*Request*.
Reproduce the listing below word for word, line by line. Leave out the pictures.

■ ■ ■

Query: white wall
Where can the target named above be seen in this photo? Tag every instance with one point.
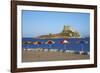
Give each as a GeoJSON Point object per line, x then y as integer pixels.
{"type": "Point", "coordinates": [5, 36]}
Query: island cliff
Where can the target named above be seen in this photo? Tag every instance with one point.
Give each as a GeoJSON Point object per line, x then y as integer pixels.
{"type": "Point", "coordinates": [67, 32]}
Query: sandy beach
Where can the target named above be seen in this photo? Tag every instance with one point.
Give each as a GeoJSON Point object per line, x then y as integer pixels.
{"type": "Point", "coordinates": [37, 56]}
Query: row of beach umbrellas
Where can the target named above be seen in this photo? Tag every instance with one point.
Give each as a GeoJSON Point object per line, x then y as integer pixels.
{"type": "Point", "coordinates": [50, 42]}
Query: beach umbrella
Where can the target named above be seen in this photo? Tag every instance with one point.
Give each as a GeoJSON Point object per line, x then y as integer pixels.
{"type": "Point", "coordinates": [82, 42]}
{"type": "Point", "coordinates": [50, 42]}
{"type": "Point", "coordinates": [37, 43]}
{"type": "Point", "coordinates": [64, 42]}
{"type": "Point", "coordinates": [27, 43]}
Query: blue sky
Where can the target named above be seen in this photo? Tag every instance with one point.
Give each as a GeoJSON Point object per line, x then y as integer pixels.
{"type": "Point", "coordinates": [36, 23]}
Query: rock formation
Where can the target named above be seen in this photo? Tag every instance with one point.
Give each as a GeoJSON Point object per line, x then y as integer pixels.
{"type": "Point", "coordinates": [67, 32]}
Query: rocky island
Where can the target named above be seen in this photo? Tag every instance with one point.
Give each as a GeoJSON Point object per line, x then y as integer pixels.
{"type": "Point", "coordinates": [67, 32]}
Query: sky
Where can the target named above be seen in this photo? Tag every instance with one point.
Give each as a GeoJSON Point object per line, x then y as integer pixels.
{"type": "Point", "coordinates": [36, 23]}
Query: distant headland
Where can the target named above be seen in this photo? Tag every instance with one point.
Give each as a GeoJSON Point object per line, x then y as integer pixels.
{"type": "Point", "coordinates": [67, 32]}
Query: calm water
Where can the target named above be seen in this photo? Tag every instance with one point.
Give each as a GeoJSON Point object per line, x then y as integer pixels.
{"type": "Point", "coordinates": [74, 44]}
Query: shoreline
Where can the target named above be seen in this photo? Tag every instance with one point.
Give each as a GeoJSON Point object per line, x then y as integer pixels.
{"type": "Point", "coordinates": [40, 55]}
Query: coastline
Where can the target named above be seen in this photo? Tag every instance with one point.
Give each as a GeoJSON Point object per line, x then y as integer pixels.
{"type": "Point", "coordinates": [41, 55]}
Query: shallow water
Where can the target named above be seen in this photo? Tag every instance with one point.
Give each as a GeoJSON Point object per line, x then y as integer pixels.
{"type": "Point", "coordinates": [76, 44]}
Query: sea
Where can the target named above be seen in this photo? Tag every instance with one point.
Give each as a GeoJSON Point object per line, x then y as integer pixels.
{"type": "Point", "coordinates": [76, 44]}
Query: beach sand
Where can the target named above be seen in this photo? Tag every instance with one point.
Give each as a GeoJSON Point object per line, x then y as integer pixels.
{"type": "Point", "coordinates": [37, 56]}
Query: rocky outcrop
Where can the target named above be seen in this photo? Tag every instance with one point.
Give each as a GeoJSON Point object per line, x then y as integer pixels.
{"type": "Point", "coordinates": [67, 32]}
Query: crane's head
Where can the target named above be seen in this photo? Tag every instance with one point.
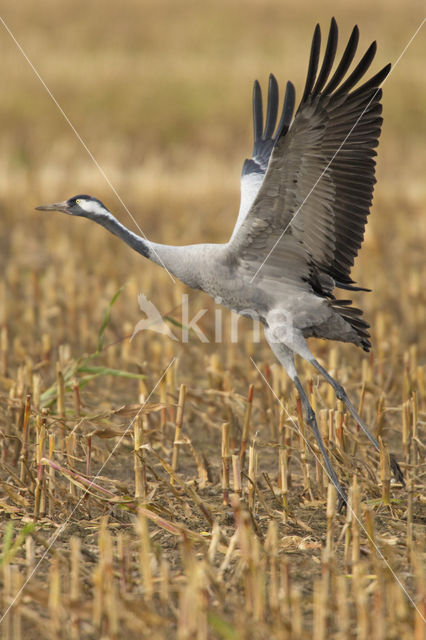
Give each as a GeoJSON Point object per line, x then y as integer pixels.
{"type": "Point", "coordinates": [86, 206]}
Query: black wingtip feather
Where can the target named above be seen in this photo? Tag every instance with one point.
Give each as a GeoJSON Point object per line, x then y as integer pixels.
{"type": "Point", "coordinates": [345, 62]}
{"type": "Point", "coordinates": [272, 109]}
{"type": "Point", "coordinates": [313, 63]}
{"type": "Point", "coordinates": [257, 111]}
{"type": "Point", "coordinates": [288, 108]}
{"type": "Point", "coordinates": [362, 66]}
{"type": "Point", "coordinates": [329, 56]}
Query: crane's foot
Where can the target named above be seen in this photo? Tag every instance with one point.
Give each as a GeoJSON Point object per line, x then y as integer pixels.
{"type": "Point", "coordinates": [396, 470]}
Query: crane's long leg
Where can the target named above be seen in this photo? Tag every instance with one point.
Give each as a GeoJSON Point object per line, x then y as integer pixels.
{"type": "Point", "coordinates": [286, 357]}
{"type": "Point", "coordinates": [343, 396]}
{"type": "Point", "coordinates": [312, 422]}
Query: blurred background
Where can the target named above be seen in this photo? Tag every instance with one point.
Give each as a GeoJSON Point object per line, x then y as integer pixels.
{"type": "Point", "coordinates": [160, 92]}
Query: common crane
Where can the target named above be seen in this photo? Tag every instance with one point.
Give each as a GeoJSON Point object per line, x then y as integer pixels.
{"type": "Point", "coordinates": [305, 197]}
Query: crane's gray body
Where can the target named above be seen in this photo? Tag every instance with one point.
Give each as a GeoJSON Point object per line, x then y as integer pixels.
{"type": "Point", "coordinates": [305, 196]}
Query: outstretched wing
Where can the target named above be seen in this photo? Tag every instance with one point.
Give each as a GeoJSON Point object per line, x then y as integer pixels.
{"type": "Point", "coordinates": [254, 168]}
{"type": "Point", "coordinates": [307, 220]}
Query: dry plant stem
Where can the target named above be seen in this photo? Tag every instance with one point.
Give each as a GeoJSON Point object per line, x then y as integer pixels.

■ ■ ■

*Expected answer*.
Query: white wall
Where can the target named above be seen in this photo? Tag every instance with one point.
Give each as a GeoJSON Point object per line, x then y as integer pixels.
{"type": "Point", "coordinates": [5, 36]}
Query: island cliff
Where can the target named above be seen in this photo? Tag every instance with one point.
Give each as a GeoJSON Point object per line, x then y as integer pixels.
{"type": "Point", "coordinates": [67, 32]}
Query: sandy beach
Where can the target named above be seen in this photo? Tag every instance with one point.
Give each as a GeoJSON Point object per line, x then y as integer pixels.
{"type": "Point", "coordinates": [37, 56]}
Query: row of beach umbrellas
Where can the target named above be seen in this photo? Tag every instance with one point.
Give each as a GeoJSON Point object per line, x then y as integer pixels.
{"type": "Point", "coordinates": [50, 42]}
Query: beach umbrella
Where can the target named above be seen in this photo? Tag every instance with one point.
Give each as a GeoJSON Point object per line, x then y as integer pixels.
{"type": "Point", "coordinates": [82, 42]}
{"type": "Point", "coordinates": [50, 42]}
{"type": "Point", "coordinates": [37, 43]}
{"type": "Point", "coordinates": [64, 42]}
{"type": "Point", "coordinates": [27, 43]}
Query: blue sky
Where can the target named above be seen in this photo? Tag every instance with one point.
Give each as a GeoJSON Point object per line, x then y as integer pixels.
{"type": "Point", "coordinates": [36, 23]}
Query: rock formation
Where can the target named above be seen in this photo? Tag every instance with one point.
Give each as a GeoJSON Point object per line, x then y as integer pixels.
{"type": "Point", "coordinates": [67, 32]}
Query: rocky island
Where can the target named above be seen in this photo? Tag every instance with one point.
Give each as a GeoJSON Point object per line, x then y as integer pixels.
{"type": "Point", "coordinates": [67, 32]}
Query: sky
Where can the target named above be seen in this photo? Tag every instance with one point.
Give each as a GeoJSON Point object per line, x then y as integer pixels.
{"type": "Point", "coordinates": [36, 23]}
Query: distant headland
Where can the target named above be seen in this photo? Tag every instance with one point.
Give each as a GeoJSON Point object per line, x then y as integer pixels.
{"type": "Point", "coordinates": [67, 32]}
Query: calm water
Where can the target named above be seen in this photo? Tag every instance with one point.
Give each as a GeoJSON Point object per line, x then y as integer pixels.
{"type": "Point", "coordinates": [74, 44]}
Query: shoreline
Where can the target named above be seen in this photo? Tag every instance with one point.
Give each as a GeoJSON Point object per line, x then y as integer pixels.
{"type": "Point", "coordinates": [40, 55]}
Query: coastline
Where can the target named above be seen in this photo? Tag every instance with one point.
Give each as a GeoJSON Point object per line, x then y as integer pixels.
{"type": "Point", "coordinates": [41, 55]}
Query: shallow water
Where can the target named above be seen in this photo? Tag every instance with one point.
Give each as a GeoJSON Point object per line, x then y as integer pixels.
{"type": "Point", "coordinates": [76, 44]}
Query: sea
Where can the target named above be seen in this photo? Tag every instance with one point.
Give each as a GeoJSON Point object per line, x then y as integer pixels.
{"type": "Point", "coordinates": [76, 44]}
Query: beach sand
Where can the target named above be seen in this photo? Tag every instance with one point.
Give each as a GeoJSON Point object per line, x then y as integer pixels.
{"type": "Point", "coordinates": [37, 56]}
Query: rocky outcrop
Where can the target named above be seen in this photo? Tag every instance with one point.
Give each as a GeoJSON Point object per line, x then y as integer pixels.
{"type": "Point", "coordinates": [67, 32]}
Query: crane's head
Where can the target named above be seen in this photo? Tag every instance with one point.
Give each as a GeoJSON Point object per line, x then y as integer pixels.
{"type": "Point", "coordinates": [86, 206]}
Query: black wingtip feather
Where can the target named above be seen in this photo? Tag every instance with one point.
Give each as a GeoJSON Point object per line, x then y as integer pixels.
{"type": "Point", "coordinates": [345, 62]}
{"type": "Point", "coordinates": [272, 109]}
{"type": "Point", "coordinates": [313, 63]}
{"type": "Point", "coordinates": [257, 111]}
{"type": "Point", "coordinates": [288, 108]}
{"type": "Point", "coordinates": [362, 66]}
{"type": "Point", "coordinates": [329, 56]}
Query: crane's foot
Where can the target named above be seen in this photo? Tag every instance with one point.
Give each as a GeoJSON Point object per line, x then y as integer pixels.
{"type": "Point", "coordinates": [396, 470]}
Query: crane's long leg
Where can the target named above be seen in this photo? Tag every instance with one point.
Give each as a GeoJSON Point object per line, x then y as integer pixels.
{"type": "Point", "coordinates": [286, 357]}
{"type": "Point", "coordinates": [343, 396]}
{"type": "Point", "coordinates": [312, 422]}
Query: blurred background
Where can the target named above be seen in this photo? Tag every instance with one point.
Give each as a GeoJSON Point object per line, x then y as integer pixels.
{"type": "Point", "coordinates": [160, 92]}
Query: common crane
Where can the target named above be seen in this photo? Tag every instance with one point.
Give each as a GeoJSON Point object per line, x then y as integer pixels.
{"type": "Point", "coordinates": [305, 197]}
Query: crane's gray body
Where can the target named above be seen in this photo? Tag every instance with one point.
Give each as a GeoJSON Point object per line, x then y as integer pixels.
{"type": "Point", "coordinates": [305, 196]}
Query: outstretched wing
Where can the target named above be seen in this photo? Tag every instance with one point.
Give each as a GeoJSON Point object per line, x then y as integer pixels.
{"type": "Point", "coordinates": [254, 168]}
{"type": "Point", "coordinates": [307, 220]}
Query: dry plant stem
Where can the target named above be seen in this photo? Tag every instance with one point.
Give each as a GeoJSON Point object per line, x then y as integer pixels.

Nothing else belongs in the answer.